TASK TO CARRY OUT
Copy the data word for word, starting at the very beginning and ending with the line that contains "[711,275,746,288]". Leave out the pictures.

SUPPLIED MATERIAL
[BEGIN]
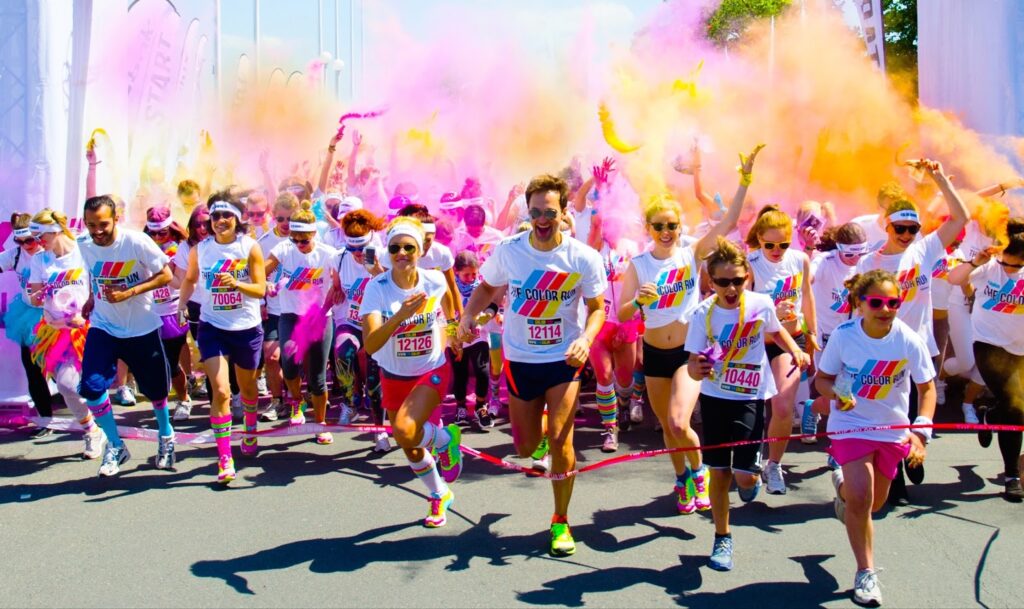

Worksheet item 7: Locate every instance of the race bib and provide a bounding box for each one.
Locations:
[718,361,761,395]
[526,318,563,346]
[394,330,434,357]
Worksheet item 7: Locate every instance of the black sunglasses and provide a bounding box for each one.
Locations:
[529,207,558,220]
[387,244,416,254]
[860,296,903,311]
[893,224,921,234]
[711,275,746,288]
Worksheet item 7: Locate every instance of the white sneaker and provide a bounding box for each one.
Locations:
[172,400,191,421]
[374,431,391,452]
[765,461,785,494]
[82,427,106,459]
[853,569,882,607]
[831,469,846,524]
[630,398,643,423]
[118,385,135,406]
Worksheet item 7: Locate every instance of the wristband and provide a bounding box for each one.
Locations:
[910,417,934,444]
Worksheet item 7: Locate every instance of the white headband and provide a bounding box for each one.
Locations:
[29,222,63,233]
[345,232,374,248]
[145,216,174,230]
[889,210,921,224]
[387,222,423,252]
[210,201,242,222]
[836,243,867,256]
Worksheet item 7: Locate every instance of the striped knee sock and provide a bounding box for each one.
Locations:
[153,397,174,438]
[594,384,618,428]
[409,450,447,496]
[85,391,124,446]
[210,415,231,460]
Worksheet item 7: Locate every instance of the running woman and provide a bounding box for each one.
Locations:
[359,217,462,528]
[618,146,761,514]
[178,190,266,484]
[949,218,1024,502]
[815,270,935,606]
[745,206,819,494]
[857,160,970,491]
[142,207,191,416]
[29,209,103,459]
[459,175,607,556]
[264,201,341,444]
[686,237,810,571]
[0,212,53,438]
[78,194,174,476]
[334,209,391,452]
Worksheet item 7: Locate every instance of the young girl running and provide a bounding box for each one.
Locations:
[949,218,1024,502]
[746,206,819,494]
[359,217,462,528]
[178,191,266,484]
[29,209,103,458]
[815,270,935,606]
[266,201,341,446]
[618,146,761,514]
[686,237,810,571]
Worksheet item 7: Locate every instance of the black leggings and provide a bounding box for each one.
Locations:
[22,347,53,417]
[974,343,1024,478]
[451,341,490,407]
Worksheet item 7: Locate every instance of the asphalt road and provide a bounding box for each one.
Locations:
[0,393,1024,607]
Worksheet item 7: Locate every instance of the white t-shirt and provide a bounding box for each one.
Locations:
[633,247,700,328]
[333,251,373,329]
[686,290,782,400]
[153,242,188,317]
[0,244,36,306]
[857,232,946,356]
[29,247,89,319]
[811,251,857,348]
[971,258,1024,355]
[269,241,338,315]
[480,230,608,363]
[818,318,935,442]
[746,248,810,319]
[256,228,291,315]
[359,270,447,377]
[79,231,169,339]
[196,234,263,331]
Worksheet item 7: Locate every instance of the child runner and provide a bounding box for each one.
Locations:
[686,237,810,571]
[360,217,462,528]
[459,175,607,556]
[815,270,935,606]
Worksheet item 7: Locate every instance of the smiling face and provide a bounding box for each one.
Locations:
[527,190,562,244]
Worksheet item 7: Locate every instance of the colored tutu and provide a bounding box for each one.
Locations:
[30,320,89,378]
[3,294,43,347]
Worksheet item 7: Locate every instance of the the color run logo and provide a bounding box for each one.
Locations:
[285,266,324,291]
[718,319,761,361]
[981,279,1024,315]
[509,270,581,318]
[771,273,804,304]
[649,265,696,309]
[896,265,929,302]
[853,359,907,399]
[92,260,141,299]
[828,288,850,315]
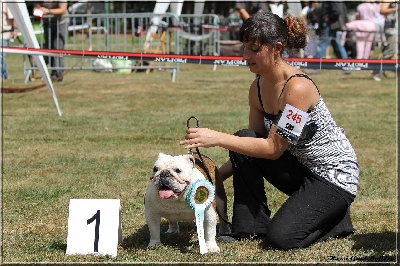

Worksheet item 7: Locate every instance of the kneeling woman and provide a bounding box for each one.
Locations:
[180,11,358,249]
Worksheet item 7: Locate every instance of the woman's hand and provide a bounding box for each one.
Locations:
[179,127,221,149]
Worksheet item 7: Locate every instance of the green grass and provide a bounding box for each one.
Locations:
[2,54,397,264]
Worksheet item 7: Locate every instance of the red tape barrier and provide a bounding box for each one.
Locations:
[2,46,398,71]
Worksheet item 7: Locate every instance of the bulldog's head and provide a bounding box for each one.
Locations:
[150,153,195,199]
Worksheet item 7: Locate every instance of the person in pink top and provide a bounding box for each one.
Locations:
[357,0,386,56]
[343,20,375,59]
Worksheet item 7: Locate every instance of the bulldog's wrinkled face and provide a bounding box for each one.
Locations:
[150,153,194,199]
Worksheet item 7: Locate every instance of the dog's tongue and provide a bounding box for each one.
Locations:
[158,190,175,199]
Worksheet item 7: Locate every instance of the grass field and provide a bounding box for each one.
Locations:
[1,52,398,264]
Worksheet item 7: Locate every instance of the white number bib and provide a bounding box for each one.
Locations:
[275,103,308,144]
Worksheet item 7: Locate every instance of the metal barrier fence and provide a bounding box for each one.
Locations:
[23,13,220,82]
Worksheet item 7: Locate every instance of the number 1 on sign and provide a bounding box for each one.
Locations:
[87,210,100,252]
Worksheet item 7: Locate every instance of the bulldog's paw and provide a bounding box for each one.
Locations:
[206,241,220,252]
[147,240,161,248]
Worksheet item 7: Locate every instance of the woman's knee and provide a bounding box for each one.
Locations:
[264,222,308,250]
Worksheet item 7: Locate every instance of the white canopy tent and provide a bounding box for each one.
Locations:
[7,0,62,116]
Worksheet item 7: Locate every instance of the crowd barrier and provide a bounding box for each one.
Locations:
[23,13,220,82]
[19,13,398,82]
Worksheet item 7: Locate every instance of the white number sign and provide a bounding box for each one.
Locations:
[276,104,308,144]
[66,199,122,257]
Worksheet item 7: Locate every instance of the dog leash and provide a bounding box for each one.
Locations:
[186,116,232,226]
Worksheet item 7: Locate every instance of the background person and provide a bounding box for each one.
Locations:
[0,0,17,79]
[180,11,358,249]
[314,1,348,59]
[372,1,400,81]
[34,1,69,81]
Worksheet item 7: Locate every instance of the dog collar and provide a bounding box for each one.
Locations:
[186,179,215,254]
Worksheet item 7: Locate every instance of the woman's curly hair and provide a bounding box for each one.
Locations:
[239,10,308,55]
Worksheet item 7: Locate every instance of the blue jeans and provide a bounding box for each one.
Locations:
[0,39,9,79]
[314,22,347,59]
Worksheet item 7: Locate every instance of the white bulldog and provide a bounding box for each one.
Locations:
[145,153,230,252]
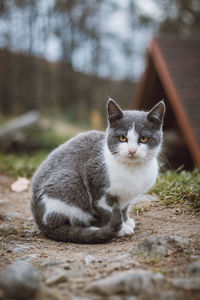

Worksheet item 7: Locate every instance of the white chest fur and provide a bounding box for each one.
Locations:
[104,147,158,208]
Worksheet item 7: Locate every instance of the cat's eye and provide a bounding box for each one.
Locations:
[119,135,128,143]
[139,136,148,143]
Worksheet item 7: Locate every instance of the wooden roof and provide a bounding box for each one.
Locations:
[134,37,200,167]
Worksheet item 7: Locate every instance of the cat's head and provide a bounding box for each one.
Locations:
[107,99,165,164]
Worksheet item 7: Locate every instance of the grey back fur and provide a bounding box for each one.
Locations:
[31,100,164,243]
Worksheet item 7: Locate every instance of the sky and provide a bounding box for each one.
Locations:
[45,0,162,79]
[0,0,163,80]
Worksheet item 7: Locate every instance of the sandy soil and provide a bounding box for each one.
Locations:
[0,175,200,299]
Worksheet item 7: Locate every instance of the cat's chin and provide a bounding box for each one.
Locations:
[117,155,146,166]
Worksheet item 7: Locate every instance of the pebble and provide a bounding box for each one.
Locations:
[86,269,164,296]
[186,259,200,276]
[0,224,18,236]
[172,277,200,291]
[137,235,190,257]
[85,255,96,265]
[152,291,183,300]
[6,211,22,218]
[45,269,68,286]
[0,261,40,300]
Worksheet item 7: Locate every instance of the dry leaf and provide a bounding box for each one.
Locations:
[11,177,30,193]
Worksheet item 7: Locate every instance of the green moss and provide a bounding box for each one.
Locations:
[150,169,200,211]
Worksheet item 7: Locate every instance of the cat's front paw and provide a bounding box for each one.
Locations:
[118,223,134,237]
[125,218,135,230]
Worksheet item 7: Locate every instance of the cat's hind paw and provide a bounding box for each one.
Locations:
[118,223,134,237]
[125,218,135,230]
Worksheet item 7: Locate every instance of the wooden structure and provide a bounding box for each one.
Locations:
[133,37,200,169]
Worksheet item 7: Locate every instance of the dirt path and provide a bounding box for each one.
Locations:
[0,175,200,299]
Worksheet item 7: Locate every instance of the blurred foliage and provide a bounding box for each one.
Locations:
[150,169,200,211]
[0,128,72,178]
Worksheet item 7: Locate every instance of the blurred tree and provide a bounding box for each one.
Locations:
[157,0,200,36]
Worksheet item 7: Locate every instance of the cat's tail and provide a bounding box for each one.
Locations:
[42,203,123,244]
[END]
TASK ANSWER
Worksheet item 7: Locate every instance of the race bib and provide a bounding box for each one.
Locations:
[718,361,761,395]
[526,318,563,346]
[394,330,434,357]
Worksheet item 7: Locate every instance of the black sunglasses and provide a bounding box for each one.
Locations:
[529,207,558,220]
[387,244,416,254]
[860,296,903,311]
[893,224,921,234]
[711,275,746,288]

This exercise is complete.